WHAT IS REQUIRED: Make an exact copy of the listing below.

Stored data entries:
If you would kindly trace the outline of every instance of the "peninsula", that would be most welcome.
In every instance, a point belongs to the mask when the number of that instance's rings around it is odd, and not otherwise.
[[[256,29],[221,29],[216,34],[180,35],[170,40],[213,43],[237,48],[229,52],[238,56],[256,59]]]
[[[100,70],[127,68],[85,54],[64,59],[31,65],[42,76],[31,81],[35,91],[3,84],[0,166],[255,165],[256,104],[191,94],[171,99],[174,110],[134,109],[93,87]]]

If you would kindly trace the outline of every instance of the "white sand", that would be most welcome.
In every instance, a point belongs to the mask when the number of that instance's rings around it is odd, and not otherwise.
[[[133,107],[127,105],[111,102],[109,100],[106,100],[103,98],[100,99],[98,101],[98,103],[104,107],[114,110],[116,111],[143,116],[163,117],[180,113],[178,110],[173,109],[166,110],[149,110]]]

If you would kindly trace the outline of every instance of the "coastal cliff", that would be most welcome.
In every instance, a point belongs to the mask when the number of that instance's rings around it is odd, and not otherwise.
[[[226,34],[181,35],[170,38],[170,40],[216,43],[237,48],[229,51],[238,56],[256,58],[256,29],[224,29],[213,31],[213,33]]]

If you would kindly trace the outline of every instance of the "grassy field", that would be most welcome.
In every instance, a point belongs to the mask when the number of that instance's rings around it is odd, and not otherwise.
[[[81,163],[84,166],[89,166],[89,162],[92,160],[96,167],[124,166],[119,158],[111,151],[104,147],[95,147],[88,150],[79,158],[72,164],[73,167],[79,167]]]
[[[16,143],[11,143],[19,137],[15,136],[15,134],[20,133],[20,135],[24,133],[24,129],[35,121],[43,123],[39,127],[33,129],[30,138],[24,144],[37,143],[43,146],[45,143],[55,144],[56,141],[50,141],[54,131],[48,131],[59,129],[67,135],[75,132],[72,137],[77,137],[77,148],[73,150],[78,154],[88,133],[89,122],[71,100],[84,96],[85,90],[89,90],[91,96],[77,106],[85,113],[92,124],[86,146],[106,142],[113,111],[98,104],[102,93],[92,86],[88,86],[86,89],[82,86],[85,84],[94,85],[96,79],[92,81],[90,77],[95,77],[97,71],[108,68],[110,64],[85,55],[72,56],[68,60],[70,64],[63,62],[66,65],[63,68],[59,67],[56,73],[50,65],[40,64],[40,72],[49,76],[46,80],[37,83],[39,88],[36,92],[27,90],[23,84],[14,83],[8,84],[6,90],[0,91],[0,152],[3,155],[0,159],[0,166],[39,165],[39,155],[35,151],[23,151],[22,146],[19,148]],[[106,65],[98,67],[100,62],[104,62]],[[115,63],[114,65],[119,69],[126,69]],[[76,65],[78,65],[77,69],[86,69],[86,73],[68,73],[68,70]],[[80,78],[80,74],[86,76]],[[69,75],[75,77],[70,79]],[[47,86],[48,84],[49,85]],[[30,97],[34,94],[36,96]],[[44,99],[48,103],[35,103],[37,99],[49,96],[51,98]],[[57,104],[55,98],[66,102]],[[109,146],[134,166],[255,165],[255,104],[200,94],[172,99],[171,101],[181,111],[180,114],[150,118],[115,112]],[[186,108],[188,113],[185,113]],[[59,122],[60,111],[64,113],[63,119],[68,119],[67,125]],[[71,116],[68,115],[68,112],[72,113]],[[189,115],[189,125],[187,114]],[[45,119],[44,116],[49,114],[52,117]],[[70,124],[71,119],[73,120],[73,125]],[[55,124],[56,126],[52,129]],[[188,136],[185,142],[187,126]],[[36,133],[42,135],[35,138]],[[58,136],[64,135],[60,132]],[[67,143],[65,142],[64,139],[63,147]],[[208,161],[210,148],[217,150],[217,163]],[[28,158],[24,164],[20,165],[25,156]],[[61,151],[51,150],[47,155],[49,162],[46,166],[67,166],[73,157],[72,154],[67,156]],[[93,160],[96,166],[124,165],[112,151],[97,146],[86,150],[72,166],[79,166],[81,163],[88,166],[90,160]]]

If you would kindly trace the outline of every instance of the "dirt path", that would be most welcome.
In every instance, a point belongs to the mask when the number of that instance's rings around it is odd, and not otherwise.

OUTPUT FOR THIS EXERCISE:
If you would kindly trace the outline of every instance of the "peninsula", that would be most welcome.
In every instance, a point belongs to the mask when the number of that instance's rings around it is odd, and not otherwise.
[[[256,29],[221,29],[216,34],[180,35],[170,40],[213,43],[237,48],[229,52],[238,56],[256,59]]]
[[[100,70],[127,68],[85,54],[64,59],[31,65],[42,76],[31,81],[35,91],[3,84],[0,166],[255,165],[256,104],[191,94],[171,99],[174,110],[134,109],[93,87]]]

If you would kindly trace the outline of every instance of the "white sand", that would be most welcome.
In every instance, a point belongs to the mask when the number of that instance's rings around it is odd, and not otherwise.
[[[133,107],[127,105],[111,102],[109,100],[106,100],[103,98],[100,99],[98,101],[98,103],[104,107],[114,110],[116,111],[143,116],[163,117],[180,113],[178,110],[173,109],[166,110],[149,110]]]

If you would kindly trace the outline of every instance of the "coastal cliff", that would be most welcome.
In every instance, a point belongs to the mask when the number of that instance's rings around it is odd, and not otherwise.
[[[226,34],[181,35],[170,38],[170,40],[216,43],[237,48],[229,51],[238,56],[256,58],[256,29],[224,29],[213,31],[213,33]]]

If you would kindly trace the outline of every instance of the "grassy field", that would be most welcome.
In every instance, a point belongs to the mask when the number of that instance's rings around it is odd, and not otherwise.
[[[81,163],[84,166],[89,166],[89,162],[92,160],[96,167],[124,166],[119,158],[111,151],[104,147],[95,147],[88,150],[79,158],[72,164],[73,167],[79,167]]]
[[[16,143],[11,143],[19,137],[15,136],[15,134],[20,133],[20,135],[24,133],[24,129],[35,121],[43,123],[39,127],[33,129],[30,138],[24,144],[37,143],[43,146],[45,143],[55,144],[56,141],[50,141],[54,131],[48,131],[59,129],[67,135],[75,132],[72,137],[77,137],[77,148],[73,150],[78,154],[88,133],[89,122],[71,100],[84,96],[85,90],[89,90],[91,96],[77,106],[85,113],[92,124],[86,146],[106,142],[113,111],[98,104],[102,93],[92,86],[88,86],[86,89],[82,86],[85,84],[94,85],[96,79],[92,81],[90,77],[95,77],[97,71],[108,68],[110,64],[85,55],[72,56],[68,60],[70,64],[63,62],[66,65],[63,68],[59,67],[56,73],[50,65],[40,64],[40,72],[49,76],[46,80],[37,83],[39,88],[36,92],[27,90],[23,84],[14,83],[8,84],[6,90],[0,91],[0,152],[3,155],[0,159],[0,166],[39,165],[39,155],[35,151],[23,151],[22,146],[19,148]],[[106,65],[98,67],[100,62],[104,62]],[[115,63],[114,65],[119,69],[126,69]],[[76,65],[78,65],[77,69],[86,69],[86,73],[68,73],[68,70]],[[80,78],[80,74],[86,76]],[[69,75],[75,77],[70,79]],[[47,86],[48,84],[49,85]],[[30,97],[34,94],[36,96]],[[44,99],[48,103],[35,103],[37,99],[49,96],[51,98]],[[57,104],[55,98],[66,102]],[[109,146],[134,166],[255,165],[255,104],[200,94],[172,99],[171,101],[181,111],[180,114],[150,118],[115,112]],[[186,108],[188,113],[185,113]],[[59,122],[60,111],[64,113],[63,119],[68,119],[67,125]],[[71,116],[68,115],[68,112],[72,113]],[[189,115],[189,125],[187,114]],[[45,119],[44,116],[49,114],[52,117]],[[70,124],[71,119],[73,120],[73,125]],[[55,124],[56,126],[52,129]],[[188,136],[185,142],[187,126]],[[36,133],[42,135],[35,138]],[[58,136],[64,135],[60,132]],[[67,143],[65,142],[64,139],[63,147]],[[208,161],[210,148],[217,150],[217,163]],[[28,158],[24,164],[20,165],[25,156]],[[61,151],[51,150],[47,155],[49,162],[46,166],[67,166],[73,157],[72,154],[67,156]],[[93,160],[96,166],[124,165],[112,151],[97,146],[86,150],[72,166],[79,166],[81,163],[88,166],[90,160]]]

If you would kindly trace the outline of every instance of the "dirt path", that would be most welcome.
In every instance, a point belongs to the mask when the number of that instance's rings around it is odd, and not otherwise.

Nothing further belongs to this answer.